◆ Dataset entries
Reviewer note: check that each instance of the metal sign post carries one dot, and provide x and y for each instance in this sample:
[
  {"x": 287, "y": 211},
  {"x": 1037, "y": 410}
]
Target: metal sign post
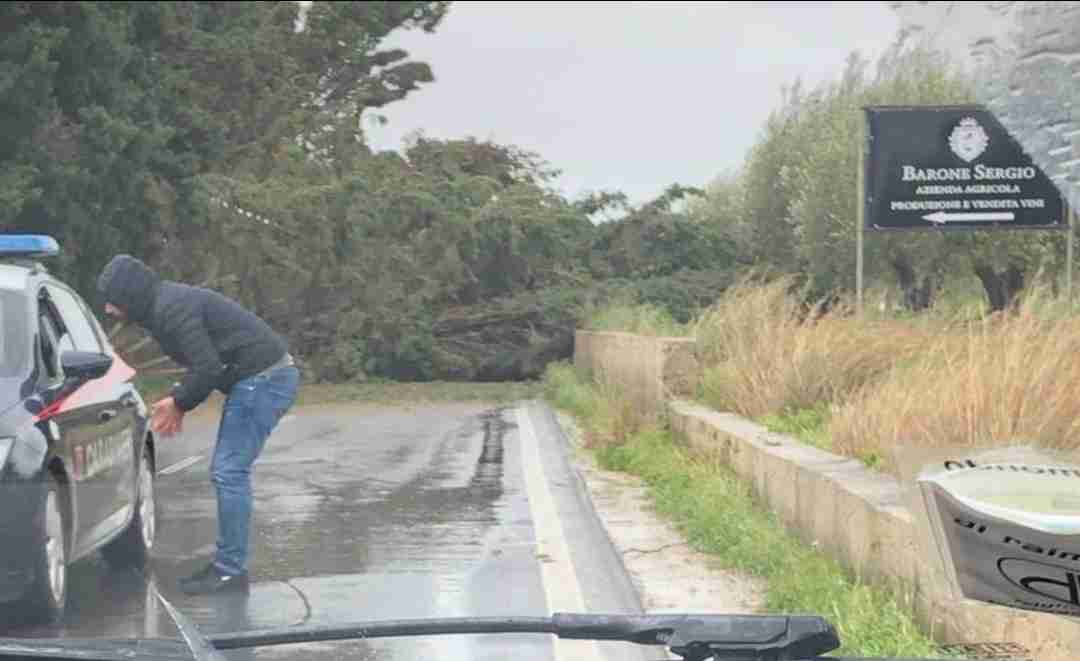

--

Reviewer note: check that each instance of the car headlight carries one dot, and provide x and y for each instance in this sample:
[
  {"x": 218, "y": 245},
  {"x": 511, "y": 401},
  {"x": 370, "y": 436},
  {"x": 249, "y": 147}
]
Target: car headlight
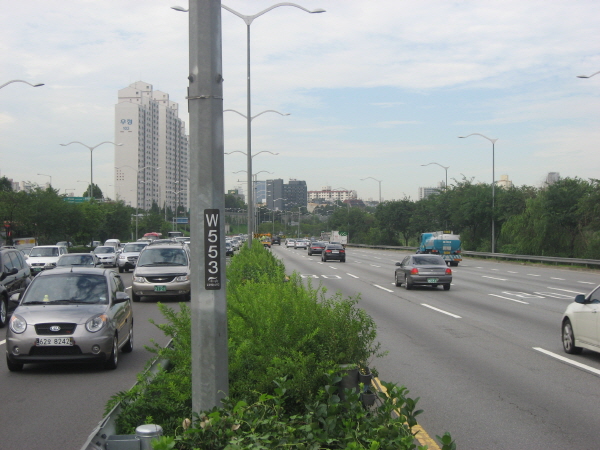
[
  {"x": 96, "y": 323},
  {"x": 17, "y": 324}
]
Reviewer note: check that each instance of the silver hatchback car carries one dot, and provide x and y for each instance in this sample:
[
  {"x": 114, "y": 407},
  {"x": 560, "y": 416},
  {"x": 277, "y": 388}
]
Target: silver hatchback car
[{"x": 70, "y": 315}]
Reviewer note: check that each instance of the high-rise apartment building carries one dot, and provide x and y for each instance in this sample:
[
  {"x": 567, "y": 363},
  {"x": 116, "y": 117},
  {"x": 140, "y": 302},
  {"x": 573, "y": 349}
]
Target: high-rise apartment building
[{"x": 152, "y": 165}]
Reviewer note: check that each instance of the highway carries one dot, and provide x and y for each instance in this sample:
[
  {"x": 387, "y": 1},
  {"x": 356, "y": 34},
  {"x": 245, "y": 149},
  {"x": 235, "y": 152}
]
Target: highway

--

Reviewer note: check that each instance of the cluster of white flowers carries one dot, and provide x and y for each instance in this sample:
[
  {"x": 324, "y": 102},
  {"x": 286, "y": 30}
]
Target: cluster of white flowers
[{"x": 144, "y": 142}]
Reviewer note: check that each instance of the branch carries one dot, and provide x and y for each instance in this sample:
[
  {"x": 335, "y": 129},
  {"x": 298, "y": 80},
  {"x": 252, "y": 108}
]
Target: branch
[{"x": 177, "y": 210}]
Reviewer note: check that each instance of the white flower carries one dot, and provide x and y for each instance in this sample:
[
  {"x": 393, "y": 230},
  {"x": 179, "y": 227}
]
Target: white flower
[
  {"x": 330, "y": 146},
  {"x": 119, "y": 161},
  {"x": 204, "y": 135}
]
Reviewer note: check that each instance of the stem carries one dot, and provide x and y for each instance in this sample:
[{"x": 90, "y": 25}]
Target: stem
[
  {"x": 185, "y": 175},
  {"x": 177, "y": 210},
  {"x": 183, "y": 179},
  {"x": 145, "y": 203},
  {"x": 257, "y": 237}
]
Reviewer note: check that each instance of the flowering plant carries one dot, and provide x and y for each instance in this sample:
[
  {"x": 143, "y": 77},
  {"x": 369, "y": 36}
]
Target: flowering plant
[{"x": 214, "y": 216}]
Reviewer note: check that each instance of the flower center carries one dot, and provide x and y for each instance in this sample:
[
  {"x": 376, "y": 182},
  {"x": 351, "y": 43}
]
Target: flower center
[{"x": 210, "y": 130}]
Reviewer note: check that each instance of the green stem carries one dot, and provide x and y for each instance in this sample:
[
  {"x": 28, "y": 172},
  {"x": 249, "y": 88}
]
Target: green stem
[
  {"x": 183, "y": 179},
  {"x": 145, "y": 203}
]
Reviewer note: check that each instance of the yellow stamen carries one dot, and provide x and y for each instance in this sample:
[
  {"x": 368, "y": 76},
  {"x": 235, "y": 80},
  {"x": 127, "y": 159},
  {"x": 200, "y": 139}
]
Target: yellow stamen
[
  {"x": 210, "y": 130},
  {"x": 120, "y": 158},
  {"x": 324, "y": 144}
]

◆ Work required
Copy out word for word every line from the one containing "Reviewer note: check that each instance of the metal" up to and including the one containing "Target: metal sign post".

◆ Solution to this exercise
Reviewer note: check that each instance of the metal sign post carries one dot, and provide x and y for each instance in this sample:
[
  {"x": 287, "y": 211},
  {"x": 1037, "y": 410}
]
Target: metal sign post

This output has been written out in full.